_EXERCISE_: Please convert the part of the items that opens with the line containing "detect man's hand" and closes with the line containing "[75,197,92,227]" into a Markdown table with the columns Row and Line. Number each row, and leave out blank lines.

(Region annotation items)
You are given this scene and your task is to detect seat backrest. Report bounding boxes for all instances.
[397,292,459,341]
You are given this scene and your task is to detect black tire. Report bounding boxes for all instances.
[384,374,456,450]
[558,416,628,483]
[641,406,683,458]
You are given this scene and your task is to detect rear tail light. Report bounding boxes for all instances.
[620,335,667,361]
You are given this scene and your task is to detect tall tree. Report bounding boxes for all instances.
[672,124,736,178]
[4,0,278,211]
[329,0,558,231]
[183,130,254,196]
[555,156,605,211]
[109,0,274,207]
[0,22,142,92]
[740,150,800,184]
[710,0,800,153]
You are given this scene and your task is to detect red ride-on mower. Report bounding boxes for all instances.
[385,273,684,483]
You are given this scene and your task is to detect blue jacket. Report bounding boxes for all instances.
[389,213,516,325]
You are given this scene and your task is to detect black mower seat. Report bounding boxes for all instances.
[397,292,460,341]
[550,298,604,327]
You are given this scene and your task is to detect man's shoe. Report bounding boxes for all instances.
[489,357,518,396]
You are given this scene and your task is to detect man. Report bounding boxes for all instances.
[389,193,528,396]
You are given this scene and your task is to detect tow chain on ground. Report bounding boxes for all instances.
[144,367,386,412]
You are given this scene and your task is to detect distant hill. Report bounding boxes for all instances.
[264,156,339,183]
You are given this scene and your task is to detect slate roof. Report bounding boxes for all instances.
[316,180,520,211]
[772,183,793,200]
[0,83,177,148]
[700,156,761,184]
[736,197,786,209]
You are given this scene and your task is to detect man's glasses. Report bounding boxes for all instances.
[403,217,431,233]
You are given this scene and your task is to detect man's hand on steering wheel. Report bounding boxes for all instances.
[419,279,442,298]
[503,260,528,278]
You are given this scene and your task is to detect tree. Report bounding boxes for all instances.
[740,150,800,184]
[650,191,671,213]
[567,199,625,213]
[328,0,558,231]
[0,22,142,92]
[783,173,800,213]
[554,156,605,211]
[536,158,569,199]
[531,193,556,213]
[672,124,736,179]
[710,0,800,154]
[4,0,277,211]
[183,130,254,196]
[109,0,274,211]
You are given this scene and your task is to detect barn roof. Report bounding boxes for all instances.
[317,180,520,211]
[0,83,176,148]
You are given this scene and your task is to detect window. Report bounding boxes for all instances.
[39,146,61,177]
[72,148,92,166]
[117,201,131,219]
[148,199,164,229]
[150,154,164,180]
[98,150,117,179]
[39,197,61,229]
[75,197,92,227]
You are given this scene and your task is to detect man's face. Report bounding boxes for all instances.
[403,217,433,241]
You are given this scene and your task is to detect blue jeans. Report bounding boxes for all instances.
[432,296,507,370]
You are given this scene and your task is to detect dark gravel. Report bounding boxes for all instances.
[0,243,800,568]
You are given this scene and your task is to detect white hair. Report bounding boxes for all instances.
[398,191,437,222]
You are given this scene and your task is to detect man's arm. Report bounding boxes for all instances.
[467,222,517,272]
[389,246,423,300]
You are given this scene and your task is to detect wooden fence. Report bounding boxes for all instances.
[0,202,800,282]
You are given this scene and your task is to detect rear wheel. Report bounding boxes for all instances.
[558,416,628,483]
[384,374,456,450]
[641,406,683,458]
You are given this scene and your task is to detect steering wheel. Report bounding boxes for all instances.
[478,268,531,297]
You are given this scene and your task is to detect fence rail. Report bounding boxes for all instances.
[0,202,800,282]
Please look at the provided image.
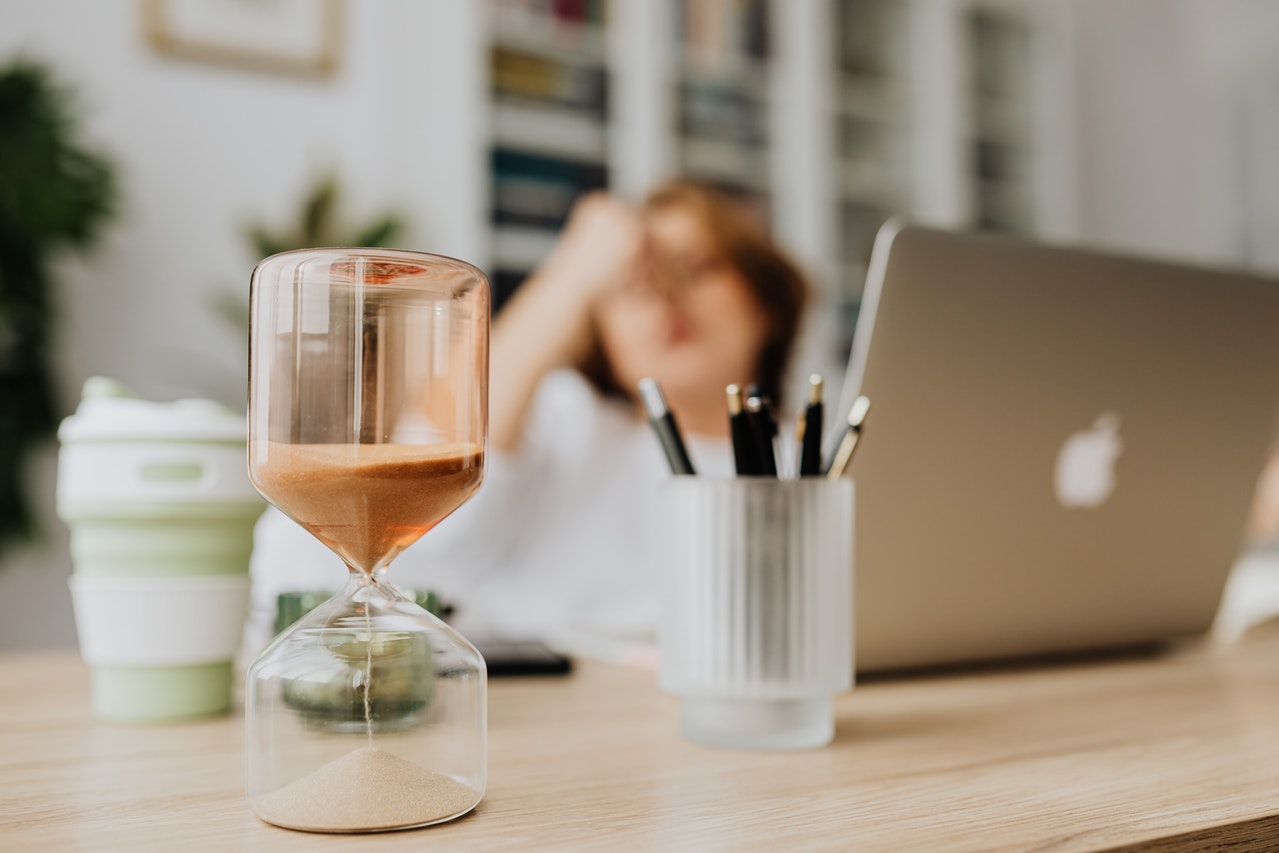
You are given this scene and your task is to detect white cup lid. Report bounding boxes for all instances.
[58,376,247,444]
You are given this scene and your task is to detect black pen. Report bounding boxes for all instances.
[746,389,778,477]
[640,377,696,474]
[826,396,871,480]
[724,385,760,477]
[796,373,822,477]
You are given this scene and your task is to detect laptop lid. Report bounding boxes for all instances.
[842,223,1279,670]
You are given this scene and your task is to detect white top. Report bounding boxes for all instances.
[252,371,733,643]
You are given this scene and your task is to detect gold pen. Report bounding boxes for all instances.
[826,396,871,480]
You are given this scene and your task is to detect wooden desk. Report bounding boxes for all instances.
[0,629,1279,853]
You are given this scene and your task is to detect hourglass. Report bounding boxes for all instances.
[246,249,490,833]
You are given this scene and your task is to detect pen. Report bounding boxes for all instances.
[796,373,822,477]
[826,396,871,480]
[746,389,778,477]
[724,385,760,477]
[640,376,694,474]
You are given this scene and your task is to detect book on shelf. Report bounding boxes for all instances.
[491,148,609,229]
[675,0,769,67]
[490,47,609,121]
[679,81,767,147]
[492,0,608,27]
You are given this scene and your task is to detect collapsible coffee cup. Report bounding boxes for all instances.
[657,477,853,749]
[58,379,265,723]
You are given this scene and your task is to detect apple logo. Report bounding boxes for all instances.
[1053,412,1123,509]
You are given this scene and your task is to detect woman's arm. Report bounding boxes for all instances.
[489,193,643,451]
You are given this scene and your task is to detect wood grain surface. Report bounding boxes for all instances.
[0,628,1279,853]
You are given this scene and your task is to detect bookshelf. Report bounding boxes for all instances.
[963,6,1036,234]
[671,0,771,210]
[830,0,916,356]
[486,0,610,309]
[482,0,1074,370]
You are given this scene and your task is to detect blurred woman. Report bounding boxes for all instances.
[253,182,806,647]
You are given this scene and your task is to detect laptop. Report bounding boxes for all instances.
[842,223,1279,671]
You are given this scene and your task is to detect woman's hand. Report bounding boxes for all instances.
[533,192,645,307]
[489,193,645,450]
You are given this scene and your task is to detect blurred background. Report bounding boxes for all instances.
[0,0,1279,650]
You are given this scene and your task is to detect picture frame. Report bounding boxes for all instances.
[142,0,344,78]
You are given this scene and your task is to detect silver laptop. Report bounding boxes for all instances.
[842,224,1279,670]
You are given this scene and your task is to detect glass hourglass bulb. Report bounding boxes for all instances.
[246,249,489,833]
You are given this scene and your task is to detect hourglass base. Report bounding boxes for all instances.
[253,747,483,833]
[246,575,487,833]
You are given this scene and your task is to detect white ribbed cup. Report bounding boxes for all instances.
[657,477,853,749]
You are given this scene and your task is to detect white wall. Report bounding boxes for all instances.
[7,0,1279,650]
[0,0,483,650]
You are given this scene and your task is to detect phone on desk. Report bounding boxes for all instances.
[471,637,573,678]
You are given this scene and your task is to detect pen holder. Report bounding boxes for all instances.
[657,477,853,749]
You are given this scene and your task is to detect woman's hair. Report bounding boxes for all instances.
[577,179,808,403]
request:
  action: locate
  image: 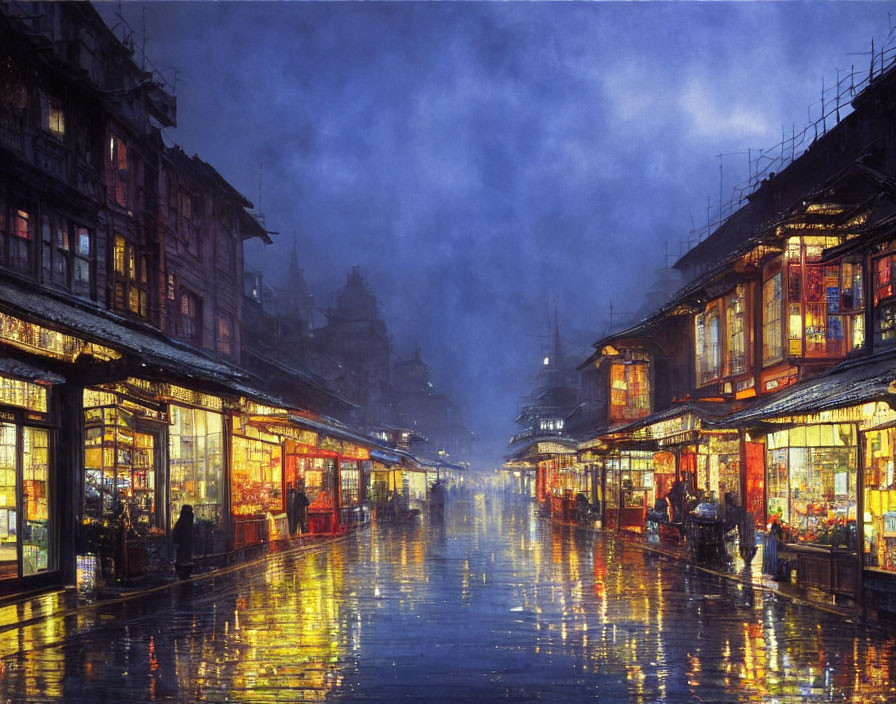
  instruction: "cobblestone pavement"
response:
[0,495,896,704]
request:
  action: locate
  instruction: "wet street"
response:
[0,495,896,704]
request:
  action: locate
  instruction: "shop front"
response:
[766,423,859,599]
[0,376,58,592]
[339,442,371,528]
[230,413,289,549]
[78,378,227,579]
[603,450,655,533]
[79,384,168,578]
[550,455,592,523]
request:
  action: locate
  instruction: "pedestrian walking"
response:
[171,504,193,579]
[762,514,784,579]
[295,487,310,533]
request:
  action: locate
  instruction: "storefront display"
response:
[696,433,741,503]
[604,450,654,531]
[84,398,156,528]
[767,423,858,550]
[168,404,224,532]
[230,416,286,516]
[0,377,55,580]
[864,428,896,572]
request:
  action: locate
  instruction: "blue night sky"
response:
[99,2,896,468]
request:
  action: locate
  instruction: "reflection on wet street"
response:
[0,495,896,703]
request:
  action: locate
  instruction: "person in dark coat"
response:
[286,484,299,535]
[171,504,193,579]
[294,487,310,533]
[762,514,784,579]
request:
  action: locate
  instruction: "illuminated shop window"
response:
[0,376,47,413]
[767,423,858,549]
[762,271,784,365]
[168,403,224,528]
[873,254,896,344]
[339,461,360,508]
[304,457,336,509]
[725,285,747,375]
[610,352,650,421]
[785,237,865,358]
[0,313,121,362]
[230,435,285,515]
[864,428,896,572]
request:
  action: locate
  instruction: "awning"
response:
[370,448,401,465]
[507,435,576,460]
[0,281,247,381]
[0,357,65,384]
[714,353,896,427]
[602,401,731,441]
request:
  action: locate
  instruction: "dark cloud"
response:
[100,2,894,468]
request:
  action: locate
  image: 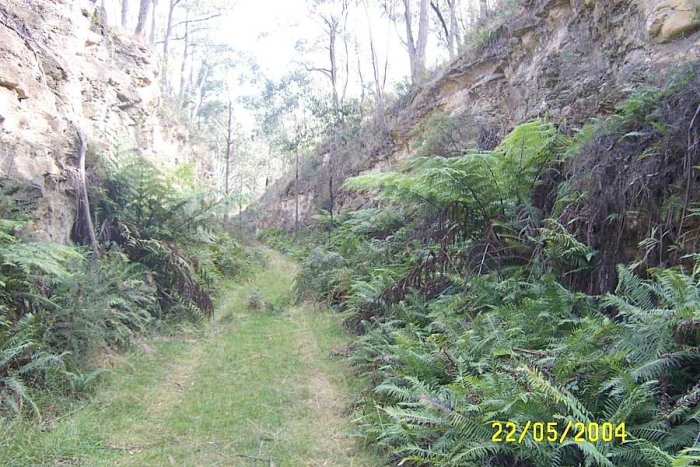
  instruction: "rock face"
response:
[644,0,700,42]
[247,0,700,228]
[0,0,197,243]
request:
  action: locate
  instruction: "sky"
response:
[222,0,409,89]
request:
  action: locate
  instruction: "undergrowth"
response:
[0,157,261,420]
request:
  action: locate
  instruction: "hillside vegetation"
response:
[262,64,700,466]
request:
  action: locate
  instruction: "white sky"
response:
[222,0,408,89]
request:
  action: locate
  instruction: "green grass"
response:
[0,253,381,466]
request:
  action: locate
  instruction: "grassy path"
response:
[0,253,381,467]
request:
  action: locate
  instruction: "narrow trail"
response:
[0,252,382,467]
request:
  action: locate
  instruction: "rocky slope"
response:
[0,0,201,243]
[246,0,700,228]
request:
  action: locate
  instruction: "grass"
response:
[0,253,382,466]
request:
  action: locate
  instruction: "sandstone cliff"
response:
[0,0,200,243]
[246,0,700,228]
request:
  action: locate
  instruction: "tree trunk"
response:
[403,0,430,84]
[178,10,190,108]
[294,148,299,230]
[447,0,462,55]
[76,126,100,258]
[479,0,489,21]
[365,0,389,135]
[149,0,158,44]
[224,101,233,225]
[134,0,151,38]
[122,0,129,29]
[414,0,430,82]
[162,0,179,94]
[328,127,338,225]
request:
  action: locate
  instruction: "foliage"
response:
[288,71,700,466]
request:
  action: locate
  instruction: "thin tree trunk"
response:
[134,0,151,38]
[76,127,100,258]
[178,10,190,107]
[149,0,158,44]
[365,0,389,134]
[415,0,430,82]
[238,176,243,233]
[122,0,129,29]
[328,127,338,224]
[224,101,233,225]
[294,148,299,230]
[162,0,180,95]
[447,0,462,55]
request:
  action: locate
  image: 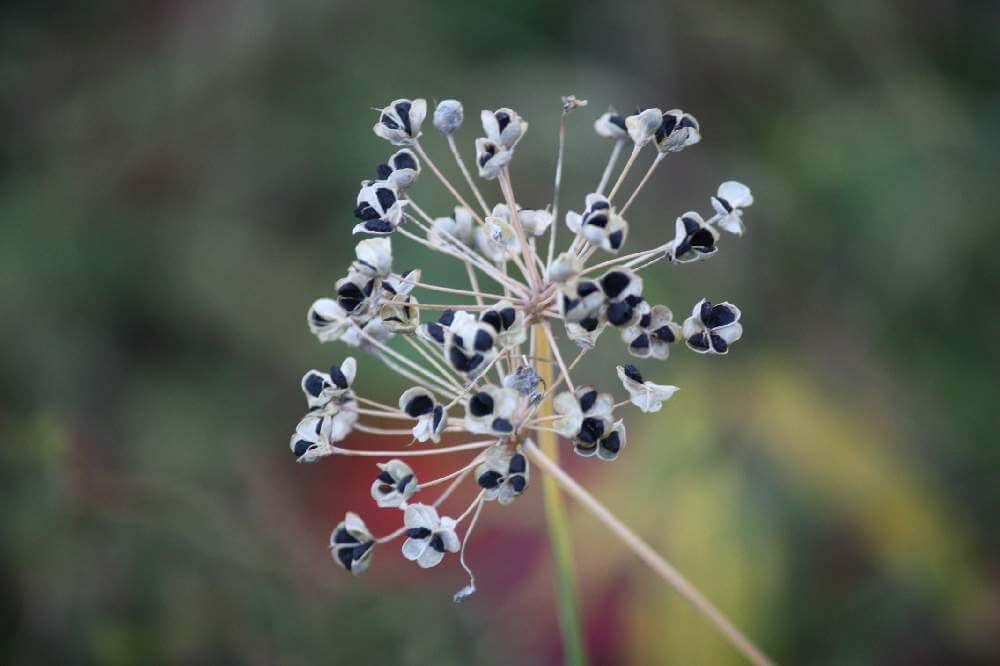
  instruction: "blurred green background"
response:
[0,0,1000,664]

_THE COMPLETED TASK_:
| Row | Line |
|---|---|
| 1 | You are given this scene and your task is to detect man's hand on steering wheel. Report bounding boxes for all instances. |
| 2 | [419,279,442,298] |
| 3 | [503,260,528,278] |
| 4 | You are given this scene and your task is to detect tree. Report bounding boxes for all instances. |
| 5 | [740,150,800,184] |
| 6 | [650,191,671,213] |
| 7 | [567,199,625,213] |
| 8 | [328,0,558,231] |
| 9 | [0,22,142,92] |
| 10 | [783,173,800,213] |
| 11 | [554,156,605,211] |
| 12 | [536,158,569,199] |
| 13 | [531,193,556,213] |
| 14 | [672,124,736,179] |
| 15 | [710,0,800,154] |
| 16 | [4,0,277,211] |
| 17 | [183,130,254,196] |
| 18 | [109,0,274,211] |
| 19 | You are given this scene and your task is to detect barn roof. Report bounding boxes for all instances. |
| 20 | [317,180,520,211] |
| 21 | [0,83,176,148] |
| 22 | You are given this scene and your task is to detect window. Report bounding boxes for all instances. |
| 23 | [39,146,61,177] |
| 24 | [72,148,92,166] |
| 25 | [117,201,131,219] |
| 26 | [148,199,164,229] |
| 27 | [150,154,164,180] |
| 28 | [98,150,117,179] |
| 29 | [39,197,61,229] |
| 30 | [75,197,92,227] |